Short task
Render every line of the records below as a Markdown table with the columns No. and Line, leaving out any blank lines.

Records for processing
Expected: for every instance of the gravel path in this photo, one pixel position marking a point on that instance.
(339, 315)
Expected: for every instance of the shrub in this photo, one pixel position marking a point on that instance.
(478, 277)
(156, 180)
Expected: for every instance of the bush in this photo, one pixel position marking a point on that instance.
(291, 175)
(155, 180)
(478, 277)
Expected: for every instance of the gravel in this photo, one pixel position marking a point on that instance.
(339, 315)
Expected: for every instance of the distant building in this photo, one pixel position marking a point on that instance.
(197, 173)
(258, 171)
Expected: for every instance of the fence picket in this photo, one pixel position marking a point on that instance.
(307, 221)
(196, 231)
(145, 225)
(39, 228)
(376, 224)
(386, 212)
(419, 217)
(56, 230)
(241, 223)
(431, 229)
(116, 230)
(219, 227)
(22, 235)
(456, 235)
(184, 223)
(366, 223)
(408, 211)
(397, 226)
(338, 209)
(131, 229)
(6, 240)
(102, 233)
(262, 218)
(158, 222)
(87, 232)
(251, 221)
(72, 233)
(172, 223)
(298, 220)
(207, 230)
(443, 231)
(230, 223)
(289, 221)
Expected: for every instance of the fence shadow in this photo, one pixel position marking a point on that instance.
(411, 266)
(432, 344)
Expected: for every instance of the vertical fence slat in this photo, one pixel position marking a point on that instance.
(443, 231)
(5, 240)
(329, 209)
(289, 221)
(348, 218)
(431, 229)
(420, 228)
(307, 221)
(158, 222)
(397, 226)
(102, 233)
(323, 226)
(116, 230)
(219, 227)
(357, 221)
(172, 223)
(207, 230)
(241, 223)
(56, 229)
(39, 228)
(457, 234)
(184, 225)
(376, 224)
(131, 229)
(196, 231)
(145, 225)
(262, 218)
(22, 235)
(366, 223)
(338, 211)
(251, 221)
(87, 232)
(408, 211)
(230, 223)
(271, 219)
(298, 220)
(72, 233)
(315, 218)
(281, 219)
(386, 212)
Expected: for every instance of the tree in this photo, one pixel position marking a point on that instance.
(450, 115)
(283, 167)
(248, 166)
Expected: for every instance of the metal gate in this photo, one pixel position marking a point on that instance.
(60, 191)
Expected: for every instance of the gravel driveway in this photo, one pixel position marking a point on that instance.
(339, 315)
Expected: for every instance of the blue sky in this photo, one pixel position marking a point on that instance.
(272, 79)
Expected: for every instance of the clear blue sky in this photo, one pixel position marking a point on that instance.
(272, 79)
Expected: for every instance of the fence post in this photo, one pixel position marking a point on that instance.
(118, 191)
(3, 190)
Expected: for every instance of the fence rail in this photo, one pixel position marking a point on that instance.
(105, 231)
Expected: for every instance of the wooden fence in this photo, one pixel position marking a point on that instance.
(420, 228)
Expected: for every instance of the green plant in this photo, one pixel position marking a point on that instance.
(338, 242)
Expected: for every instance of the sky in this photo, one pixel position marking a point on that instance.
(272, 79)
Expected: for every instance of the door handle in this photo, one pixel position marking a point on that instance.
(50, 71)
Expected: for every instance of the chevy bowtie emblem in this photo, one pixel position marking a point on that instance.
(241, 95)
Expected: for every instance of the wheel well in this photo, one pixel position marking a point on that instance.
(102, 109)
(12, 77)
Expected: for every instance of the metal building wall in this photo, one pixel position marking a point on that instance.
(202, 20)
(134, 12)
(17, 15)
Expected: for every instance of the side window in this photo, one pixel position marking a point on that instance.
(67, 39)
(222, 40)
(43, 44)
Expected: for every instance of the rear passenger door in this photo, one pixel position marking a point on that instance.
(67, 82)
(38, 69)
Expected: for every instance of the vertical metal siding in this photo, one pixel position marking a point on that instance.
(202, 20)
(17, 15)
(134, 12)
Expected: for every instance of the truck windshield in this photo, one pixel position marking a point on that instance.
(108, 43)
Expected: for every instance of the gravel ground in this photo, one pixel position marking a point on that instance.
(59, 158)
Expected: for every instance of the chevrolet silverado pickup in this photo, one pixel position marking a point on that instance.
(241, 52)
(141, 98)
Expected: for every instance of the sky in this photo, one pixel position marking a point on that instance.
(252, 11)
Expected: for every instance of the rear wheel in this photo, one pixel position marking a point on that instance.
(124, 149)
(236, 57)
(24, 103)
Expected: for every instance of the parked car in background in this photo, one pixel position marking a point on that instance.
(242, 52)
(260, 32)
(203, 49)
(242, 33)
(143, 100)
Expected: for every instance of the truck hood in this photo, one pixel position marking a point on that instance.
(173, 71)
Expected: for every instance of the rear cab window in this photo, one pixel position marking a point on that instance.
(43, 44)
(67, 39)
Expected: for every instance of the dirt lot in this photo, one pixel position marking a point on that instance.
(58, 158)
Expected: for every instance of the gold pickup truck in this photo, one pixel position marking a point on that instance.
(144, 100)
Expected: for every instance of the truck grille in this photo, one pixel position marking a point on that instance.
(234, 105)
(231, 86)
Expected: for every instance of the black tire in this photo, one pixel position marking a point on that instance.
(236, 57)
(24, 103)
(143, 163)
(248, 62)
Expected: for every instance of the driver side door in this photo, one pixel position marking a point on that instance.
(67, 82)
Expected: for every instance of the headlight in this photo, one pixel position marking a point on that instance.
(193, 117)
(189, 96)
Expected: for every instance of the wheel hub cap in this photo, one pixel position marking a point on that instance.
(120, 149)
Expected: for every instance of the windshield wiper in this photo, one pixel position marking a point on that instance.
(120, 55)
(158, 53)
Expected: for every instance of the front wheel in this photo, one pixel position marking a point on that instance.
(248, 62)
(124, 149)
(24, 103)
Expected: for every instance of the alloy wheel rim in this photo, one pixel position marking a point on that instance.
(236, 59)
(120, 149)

Response to the exercise
| No. | Line |
|---|---|
| 1 | Expected: for every instance of the gravel path in this photo, one pixel position marking a point on that instance. |
| 2 | (339, 315) |
| 3 | Expected: for every instance of the shrub in this photo, one pixel position marking a point on that instance. |
| 4 | (478, 277) |
| 5 | (156, 180) |
| 6 | Expected: for every instance of the bush in this photo, one pixel position marking a point on that instance. |
| 7 | (291, 175) |
| 8 | (155, 180) |
| 9 | (478, 277) |
| 10 | Expected: for every instance of the gravel in this photo, one pixel position marking a point on that instance. |
| 11 | (339, 315) |
| 12 | Expected: for every instance of the distant building in this photo, one pixel position marking a point on that instance. |
| 13 | (197, 173) |
| 14 | (258, 171) |
| 15 | Expected: for every instance of the fence picket in this photo, one pixel position marking a point on that instance. |
| 16 | (307, 221) |
| 17 | (196, 231) |
| 18 | (145, 225) |
| 19 | (39, 228) |
| 20 | (376, 224) |
| 21 | (386, 212) |
| 22 | (419, 217) |
| 23 | (56, 230) |
| 24 | (241, 223) |
| 25 | (431, 229) |
| 26 | (116, 230) |
| 27 | (219, 227) |
| 28 | (22, 235) |
| 29 | (456, 235) |
| 30 | (184, 223) |
| 31 | (366, 223) |
| 32 | (408, 211) |
| 33 | (397, 226) |
| 34 | (338, 209) |
| 35 | (131, 229) |
| 36 | (6, 240) |
| 37 | (102, 233) |
| 38 | (262, 218) |
| 39 | (158, 222) |
| 40 | (87, 232) |
| 41 | (251, 221) |
| 42 | (72, 233) |
| 43 | (172, 223) |
| 44 | (298, 220) |
| 45 | (207, 230) |
| 46 | (443, 231) |
| 47 | (230, 223) |
| 48 | (289, 221) |
| 49 | Expected: for every instance of the fence shadow in this photo, one pixel position marking a point on that instance. |
| 50 | (411, 266) |
| 51 | (432, 344) |
| 52 | Expected: for every instance of the vertical fence slat in this photo, one pixel position marking a point on that instance. |
| 53 | (443, 231) |
| 54 | (5, 240) |
| 55 | (329, 209) |
| 56 | (289, 221) |
| 57 | (348, 218) |
| 58 | (431, 229) |
| 59 | (420, 228) |
| 60 | (307, 221) |
| 61 | (158, 222) |
| 62 | (397, 226) |
| 63 | (102, 233) |
| 64 | (323, 226) |
| 65 | (116, 230) |
| 66 | (219, 227) |
| 67 | (357, 221) |
| 68 | (172, 223) |
| 69 | (207, 230) |
| 70 | (241, 223) |
| 71 | (56, 229) |
| 72 | (39, 228) |
| 73 | (457, 234) |
| 74 | (184, 225) |
| 75 | (376, 224) |
| 76 | (131, 229) |
| 77 | (196, 231) |
| 78 | (145, 225) |
| 79 | (262, 218) |
| 80 | (22, 235) |
| 81 | (366, 223) |
| 82 | (338, 211) |
| 83 | (251, 221) |
| 84 | (87, 232) |
| 85 | (408, 211) |
| 86 | (230, 223) |
| 87 | (271, 219) |
| 88 | (298, 220) |
| 89 | (72, 233) |
| 90 | (315, 218) |
| 91 | (281, 219) |
| 92 | (386, 212) |
| 93 | Expected: for every instance of the tree in this photo, one pixel position marking a point on that instance. |
| 94 | (450, 115) |
| 95 | (283, 167) |
| 96 | (248, 166) |
| 97 | Expected: for every instance of the metal gate in this photo, one pixel position marking a point on that instance. |
| 98 | (60, 191) |
| 99 | Expected: for every instance of the gravel driveway in this photo, one pixel position marking a point on that instance. |
| 100 | (339, 315) |
| 101 | Expected: for every instance of the blue sky in this photo, one pixel position marking a point on that instance. |
| 102 | (272, 79) |
| 103 | Expected: for every instance of the clear blue sky in this photo, one pixel position marking a point on that instance. |
| 104 | (272, 79) |
| 105 | Expected: for every instance of the fence post in this photo, one pixel position marking a point on that instance. |
| 106 | (118, 191) |
| 107 | (3, 190) |
| 108 | Expected: for every instance of the fence rail in this photo, one pixel position marking a point on that instance. |
| 109 | (105, 231) |
| 110 | Expected: for every instance of the wooden fence in this photo, one pixel position marking a point on that instance. |
| 111 | (420, 228) |
| 112 | Expected: for every instance of the green plant in this photo, one pixel position marking a point on that instance. |
| 113 | (338, 242) |
| 114 | Expected: for every instance of the sky in this photo, one pixel position marking a point on that instance. |
| 115 | (272, 79) |
| 116 | Expected: for every instance of the door handle in this photo, one pixel position marking a point on that instance. |
| 117 | (50, 71) |
| 118 | Expected: for every instance of the chevy bowtie emblem in this photo, one pixel position marking a point on that instance. |
| 119 | (241, 95) |
| 120 | Expected: for every instance of the wheel well in this photo, one pixel position marking a point on that instance. |
| 121 | (102, 109) |
| 122 | (12, 77) |
| 123 | Expected: for every instance of the metal building wall in this photo, one pixel position marking a point on that instance. |
| 124 | (202, 20) |
| 125 | (134, 12) |
| 126 | (17, 15) |
| 127 | Expected: for every instance of the side window in this photo, one pixel position marking a point on that instance. |
| 128 | (67, 39) |
| 129 | (222, 40) |
| 130 | (43, 44) |
| 131 | Expected: for every instance of the rear passenger door in this photo, one pixel position marking a point on that instance. |
| 132 | (67, 82) |
| 133 | (38, 69) |
| 134 | Expected: for every instance of the vertical metal siding in this photo, one pixel position marking a point on that instance. |
| 135 | (202, 20) |
| 136 | (17, 15) |
| 137 | (134, 12) |
| 138 | Expected: for every instance of the truck windshield in this photo, one pixel position marking a point on that instance. |
| 139 | (108, 43) |
| 140 | Expected: for every instance of the gravel ground in this photo, one pixel position marking a point on that instance. |
| 141 | (59, 158) |
| 142 | Expected: for every instance of the chevrolet silverado pickup in this photo, one pixel position marking a point on that instance. |
| 143 | (241, 52) |
| 144 | (141, 98) |
| 145 | Expected: for every instance of the sky in this photo, one pixel position marking a point on that instance. |
| 146 | (252, 11) |
| 147 | Expected: for every instance of the rear wheel in this photo, one pixel position marking a point on that instance. |
| 148 | (124, 149) |
| 149 | (236, 57) |
| 150 | (24, 103) |
| 151 | Expected: for every instance of the parked car in background in this photo, one pixel position marking a point on that instance. |
| 152 | (242, 52) |
| 153 | (260, 32) |
| 154 | (203, 49) |
| 155 | (242, 33) |
| 156 | (143, 100) |
| 157 | Expected: for every instance of the truck hood in this photo, one pixel position marking a point on that instance. |
| 158 | (173, 71) |
| 159 | Expected: for every instance of the rear cab window in this photo, one pixel position marking a point on that instance. |
| 160 | (43, 44) |
| 161 | (67, 39) |
| 162 | Expected: for every instance of the dirt lot in this photo, one pixel position marking a point on that instance. |
| 163 | (58, 158) |
| 164 | Expected: for every instance of the gold pickup truck in this photo, one pixel position marking a point on that instance. |
| 165 | (144, 100) |
| 166 | Expected: for every instance of the truck grille in this photo, one pixel position marking a point on that instance. |
| 167 | (234, 105) |
| 168 | (231, 86) |
| 169 | Expected: for every instance of the black tire in this photo, one pixel position marking a point on that instance. |
| 170 | (236, 57) |
| 171 | (24, 103) |
| 172 | (143, 163) |
| 173 | (248, 62) |
| 174 | Expected: for every instance of the driver side door in this photo, one pixel position marking a point on that instance. |
| 175 | (67, 82) |
| 176 | Expected: for every instance of the headlight in this photo, one pixel position marking a point on that instance. |
| 177 | (193, 117) |
| 178 | (189, 96) |
| 179 | Expected: for every instance of the wheel hub cap in this photo, one pixel position marking a point on that instance. |
| 180 | (120, 149) |
| 181 | Expected: for every instance of the windshield wiper in this photo, one pixel position marking a point on that instance. |
| 182 | (120, 55) |
| 183 | (158, 53) |
| 184 | Expected: for every instance of the front wheel in this photo, one pixel position marking a point on that instance. |
| 185 | (248, 62) |
| 186 | (124, 149) |
| 187 | (24, 103) |
| 188 | Expected: for every instance of the alloy wheel rim in this photo, one pixel position marking a point on that instance. |
| 189 | (236, 59) |
| 190 | (120, 149) |